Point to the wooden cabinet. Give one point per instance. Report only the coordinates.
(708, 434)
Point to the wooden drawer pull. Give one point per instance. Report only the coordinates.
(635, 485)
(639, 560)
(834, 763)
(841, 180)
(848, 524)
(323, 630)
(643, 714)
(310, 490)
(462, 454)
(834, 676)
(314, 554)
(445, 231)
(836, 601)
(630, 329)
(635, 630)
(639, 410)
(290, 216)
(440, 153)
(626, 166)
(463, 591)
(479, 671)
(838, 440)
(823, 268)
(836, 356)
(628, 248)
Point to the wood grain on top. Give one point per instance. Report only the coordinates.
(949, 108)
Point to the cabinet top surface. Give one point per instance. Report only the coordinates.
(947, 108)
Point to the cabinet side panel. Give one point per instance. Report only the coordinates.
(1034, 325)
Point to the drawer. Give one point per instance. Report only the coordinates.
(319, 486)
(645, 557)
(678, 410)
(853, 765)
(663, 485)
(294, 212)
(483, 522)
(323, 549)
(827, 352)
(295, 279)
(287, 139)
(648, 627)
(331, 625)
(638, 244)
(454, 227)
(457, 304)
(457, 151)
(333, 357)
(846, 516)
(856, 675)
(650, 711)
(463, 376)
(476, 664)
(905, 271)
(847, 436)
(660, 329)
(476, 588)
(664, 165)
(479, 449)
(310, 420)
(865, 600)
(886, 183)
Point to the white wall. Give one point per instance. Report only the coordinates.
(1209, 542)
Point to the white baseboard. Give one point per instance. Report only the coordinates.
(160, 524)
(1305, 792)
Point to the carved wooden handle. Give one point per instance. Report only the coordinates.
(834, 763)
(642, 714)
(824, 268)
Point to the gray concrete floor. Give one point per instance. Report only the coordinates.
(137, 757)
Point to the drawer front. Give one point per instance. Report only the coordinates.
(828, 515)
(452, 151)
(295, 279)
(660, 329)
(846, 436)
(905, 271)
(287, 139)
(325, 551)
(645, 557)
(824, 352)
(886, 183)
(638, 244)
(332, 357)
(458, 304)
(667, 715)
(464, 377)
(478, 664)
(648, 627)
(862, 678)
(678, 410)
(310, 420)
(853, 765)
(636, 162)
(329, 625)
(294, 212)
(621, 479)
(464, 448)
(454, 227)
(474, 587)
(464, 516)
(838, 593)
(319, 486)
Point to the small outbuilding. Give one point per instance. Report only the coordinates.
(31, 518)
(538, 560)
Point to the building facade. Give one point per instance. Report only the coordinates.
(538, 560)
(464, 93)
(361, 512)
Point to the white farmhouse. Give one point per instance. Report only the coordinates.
* * *
● **Problem statement**: Set the entries above down again, each one exactly as written.

● **Completed task**:
Point to the wooden cabinet. Give one point per instance. Report only the coordinates.
(708, 434)
Point to the wooden drawer pull. Give one point per instance. Report only the coordinates.
(635, 485)
(639, 560)
(834, 763)
(841, 180)
(848, 524)
(323, 630)
(643, 714)
(310, 490)
(462, 454)
(834, 676)
(314, 554)
(445, 231)
(836, 601)
(630, 329)
(635, 630)
(639, 410)
(290, 216)
(440, 153)
(626, 166)
(463, 591)
(479, 671)
(838, 440)
(823, 268)
(836, 356)
(628, 248)
Point to the wood grain on top. Give one point per instance. Report only the coordinates.
(949, 108)
Point to the cabinet top surface. Give one point per instance. Report only the coordinates.
(947, 108)
Point to the cabinet side panel. Give one point per instance. Report only the coordinates.
(1034, 325)
Point to the drawer. Give one point per instance. Report only the coordinates.
(319, 486)
(645, 557)
(678, 410)
(853, 765)
(663, 485)
(294, 212)
(483, 522)
(323, 549)
(827, 352)
(295, 279)
(287, 139)
(648, 627)
(331, 625)
(638, 244)
(454, 227)
(457, 304)
(457, 151)
(333, 357)
(846, 516)
(856, 675)
(650, 711)
(463, 376)
(476, 664)
(905, 271)
(847, 436)
(660, 329)
(476, 588)
(664, 165)
(479, 449)
(310, 420)
(865, 600)
(886, 183)
Point to the white wall. Give one point per instance. Report only the coordinates.
(1209, 542)
Point to the white baseboard. Give one point per instance. Report only the coordinates.
(160, 524)
(1305, 792)
Point to the carved wooden handle. Give one point per instance. Report only the coordinates.
(834, 763)
(642, 714)
(824, 268)
Point to the gray concrete floor. Give one point per instance. Report only the coordinates.
(137, 757)
Point to the drawer front. Give one point per instance. Report only the coordinates.
(828, 515)
(452, 151)
(295, 279)
(660, 329)
(846, 436)
(905, 271)
(287, 139)
(325, 551)
(645, 557)
(824, 352)
(886, 183)
(638, 244)
(332, 357)
(458, 304)
(667, 715)
(464, 377)
(478, 664)
(648, 627)
(862, 678)
(678, 410)
(310, 420)
(853, 765)
(636, 162)
(329, 625)
(294, 212)
(621, 479)
(464, 448)
(454, 227)
(474, 587)
(464, 516)
(838, 593)
(319, 486)
Point to the small outbuilding. Give one point per instance. Report only the coordinates.
(31, 518)
(538, 560)
Point to the building facade. Give one point per instance. Report only the coordinates.
(538, 560)
(464, 93)
(361, 512)
Point to the white farmhouse. Give one point per instance. Report only the coordinates.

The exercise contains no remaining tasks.